Records from a point labeling set:
-- BEGIN --

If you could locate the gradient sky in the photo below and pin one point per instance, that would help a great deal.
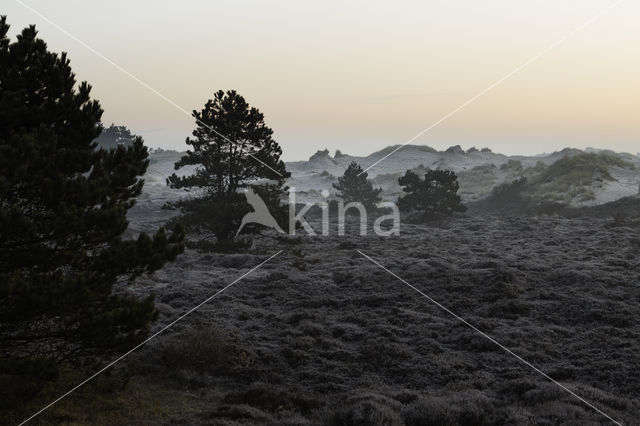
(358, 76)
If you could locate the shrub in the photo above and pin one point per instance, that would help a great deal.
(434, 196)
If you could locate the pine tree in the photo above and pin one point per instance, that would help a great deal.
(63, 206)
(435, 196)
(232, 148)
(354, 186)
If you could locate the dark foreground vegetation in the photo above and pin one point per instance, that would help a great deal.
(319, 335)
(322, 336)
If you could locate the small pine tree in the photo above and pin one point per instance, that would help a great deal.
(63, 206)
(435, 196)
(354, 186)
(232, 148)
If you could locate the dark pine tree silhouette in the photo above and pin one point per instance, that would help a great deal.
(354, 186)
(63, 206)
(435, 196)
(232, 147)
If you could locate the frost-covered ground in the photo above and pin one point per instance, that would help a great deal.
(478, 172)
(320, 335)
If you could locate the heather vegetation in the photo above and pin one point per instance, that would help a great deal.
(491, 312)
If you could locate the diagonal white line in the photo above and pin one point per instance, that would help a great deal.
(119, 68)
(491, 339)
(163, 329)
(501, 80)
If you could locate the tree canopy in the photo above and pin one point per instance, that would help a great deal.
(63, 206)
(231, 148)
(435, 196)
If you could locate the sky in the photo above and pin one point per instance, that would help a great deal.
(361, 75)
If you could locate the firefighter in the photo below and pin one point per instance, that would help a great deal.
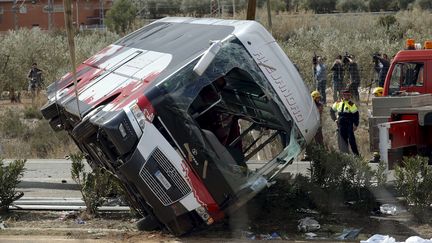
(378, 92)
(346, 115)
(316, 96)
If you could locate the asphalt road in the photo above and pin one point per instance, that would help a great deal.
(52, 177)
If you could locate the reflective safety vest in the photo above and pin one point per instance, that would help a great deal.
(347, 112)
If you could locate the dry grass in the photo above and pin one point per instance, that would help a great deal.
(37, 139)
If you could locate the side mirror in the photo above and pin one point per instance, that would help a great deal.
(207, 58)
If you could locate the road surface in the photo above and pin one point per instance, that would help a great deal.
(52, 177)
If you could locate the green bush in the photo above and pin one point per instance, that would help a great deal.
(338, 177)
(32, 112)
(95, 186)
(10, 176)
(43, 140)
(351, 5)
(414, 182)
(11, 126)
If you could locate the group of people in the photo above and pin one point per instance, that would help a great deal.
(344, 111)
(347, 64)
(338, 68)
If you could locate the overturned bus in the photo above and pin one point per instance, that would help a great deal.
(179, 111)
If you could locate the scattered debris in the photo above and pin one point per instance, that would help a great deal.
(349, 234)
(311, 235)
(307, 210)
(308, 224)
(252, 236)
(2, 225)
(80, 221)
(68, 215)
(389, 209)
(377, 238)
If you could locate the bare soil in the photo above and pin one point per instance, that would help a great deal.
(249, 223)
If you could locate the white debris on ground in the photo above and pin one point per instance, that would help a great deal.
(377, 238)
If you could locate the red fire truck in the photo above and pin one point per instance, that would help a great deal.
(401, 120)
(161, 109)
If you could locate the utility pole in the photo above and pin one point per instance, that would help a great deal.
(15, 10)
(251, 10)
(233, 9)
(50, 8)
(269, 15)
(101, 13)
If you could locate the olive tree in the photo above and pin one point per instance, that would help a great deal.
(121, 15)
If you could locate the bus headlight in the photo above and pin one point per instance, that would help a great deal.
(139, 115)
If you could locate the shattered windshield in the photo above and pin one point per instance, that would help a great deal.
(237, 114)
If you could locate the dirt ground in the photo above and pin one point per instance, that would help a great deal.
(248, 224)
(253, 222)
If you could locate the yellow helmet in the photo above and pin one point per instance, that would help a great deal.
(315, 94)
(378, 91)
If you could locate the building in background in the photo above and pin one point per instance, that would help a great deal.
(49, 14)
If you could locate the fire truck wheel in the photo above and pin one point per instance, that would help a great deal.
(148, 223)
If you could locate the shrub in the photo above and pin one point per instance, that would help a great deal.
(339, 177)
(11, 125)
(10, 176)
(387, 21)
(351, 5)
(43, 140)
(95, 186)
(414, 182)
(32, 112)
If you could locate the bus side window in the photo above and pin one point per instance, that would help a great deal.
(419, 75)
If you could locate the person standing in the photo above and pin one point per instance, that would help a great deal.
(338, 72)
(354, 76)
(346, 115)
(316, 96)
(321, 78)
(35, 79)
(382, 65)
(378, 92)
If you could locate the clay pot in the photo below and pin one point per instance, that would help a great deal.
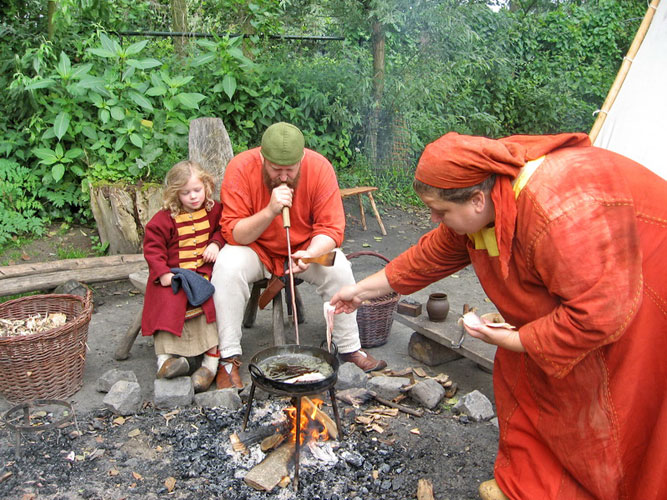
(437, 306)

-- END --

To be done
All of the lines above should be retyped precisely, apart from the pictures.

Task result
If you could locate the gradient sky in the photo below and pin one point per instance, that would help a great deal.
(358, 76)
If you could locate the shrub in the photo above and pin one point per instance, that would help a great deal.
(434, 196)
If you could locate the pine tree in the photo above and pin one point per instance, that would help a great deal.
(63, 206)
(435, 196)
(232, 148)
(354, 186)
If you could locate the dark foreground vegetation in the photo above and pin one point per instance, that would help a great deal.
(319, 335)
(322, 336)
If you could locate the small pine tree in the photo above and pin one point per instance, that would help a great deal.
(63, 206)
(435, 196)
(354, 186)
(232, 148)
If you could locate the dark pine tree silhouette in the photo above and pin one point per instance, that would help a great deal.
(354, 186)
(63, 206)
(435, 196)
(232, 147)
If you could locate the frost-covered ground in the photo above and pin one point per instance, that would help a great deal.
(478, 172)
(320, 335)
If you could locate the heather vegetation in the photo above and pin one point per instance, that would help a great deal.
(491, 312)
If you could locate the diagonal white line in the photo above and pin one point per instance, that would help a great deal.
(119, 68)
(491, 339)
(163, 329)
(501, 80)
If you could locate the tree canopy in the photo above and pin one point per instance, that would help a great deal.
(63, 206)
(231, 148)
(435, 196)
If you could locate the sky in the photo above and pin one point per instance, that would help a great deal.
(361, 75)
If you could locate the firefighter in the photo below and pin one point per instance, that would help a great deal.
(378, 92)
(346, 115)
(316, 96)
If you could locate the asphalt road in the photo above and pin one point per instance, that would help a great deal.
(52, 177)
If you could locate the reflective safety vest in the photo above and pin one point per instance, that would help a great deal.
(347, 112)
If you could locate the dry grass in the photo above and pin one point per instance, that would help a great deal.
(37, 139)
If you could locate the side mirror in the photo above and pin one point per instance, that would help a great deal.
(207, 58)
If you could locate the road surface in the photo above and pin one point per instance, that would help a great deal.
(52, 177)
If you could locate the green bush in the photo above and pin one point per instance, that would help a great deal.
(338, 177)
(32, 112)
(95, 186)
(10, 176)
(43, 140)
(351, 5)
(414, 182)
(11, 126)
If you could locate the group of people in the photo above and pin one point per instance, that would help a great deal.
(344, 111)
(347, 64)
(338, 68)
If you could locate the overturned bus in the photo above and pin one point per instance, that would help a great deal.
(179, 111)
If you could locate the scattered debris in the photo above and pin one point per instance, that would help a great deal.
(349, 234)
(311, 235)
(307, 210)
(308, 224)
(252, 236)
(2, 225)
(80, 221)
(68, 215)
(389, 209)
(377, 238)
If you could locate the bare soil in the photo above and pin one point per instance, that would help a great deal.
(249, 223)
If you could locate the white debris on ground in the photo above and pin one point per instance, that would help a great deal.
(377, 238)
If you could locate the red fire truck in the photo above and pin one point per instance, that would help a great deal.
(401, 120)
(161, 109)
If you could locate the utility pole in the photo above and pin one point per instance, that would help a great deal.
(15, 10)
(251, 10)
(233, 9)
(50, 8)
(269, 15)
(101, 13)
If you could locate the olive tree in the photo above and pin one point per instance, that would help a great deal.
(121, 15)
If you could locate the bus headlight in the photo above and pin one point per instance, that would help a great deal.
(139, 115)
If you could locate the shattered windshield in the photo above and pin one point per instance, that would help a great deal.
(237, 114)
If you could locate the dirt ground in the photo above and pin one point per instance, that would help a great deal.
(248, 224)
(253, 222)
If you could locate the yellow helmet in the photo above and pin one point per instance, that would help a great deal.
(315, 94)
(378, 91)
If you could locate the building in background in the photo above and pin one point per instance, that would help a great deal.
(49, 14)
If you could locate the fire truck wheel in the photo above and pin one point per instance, that would help a great deal.
(148, 223)
If you could locate the shrub in the photo above and pin one point per instance, that would help a great deal.
(339, 177)
(11, 125)
(10, 176)
(387, 21)
(351, 5)
(43, 140)
(95, 186)
(414, 182)
(32, 112)
If you could locate the bus side window in the photo above and pin one point per instance, that would help a great deal.
(419, 75)
If you could locate the person standing in the photo above and pin one point per instance, that would help a great deal.
(338, 72)
(354, 76)
(346, 115)
(316, 96)
(321, 78)
(35, 79)
(382, 65)
(378, 92)
If you could locate the clay pot in the photo below and pin one point per instance, that would help a great deal.
(437, 306)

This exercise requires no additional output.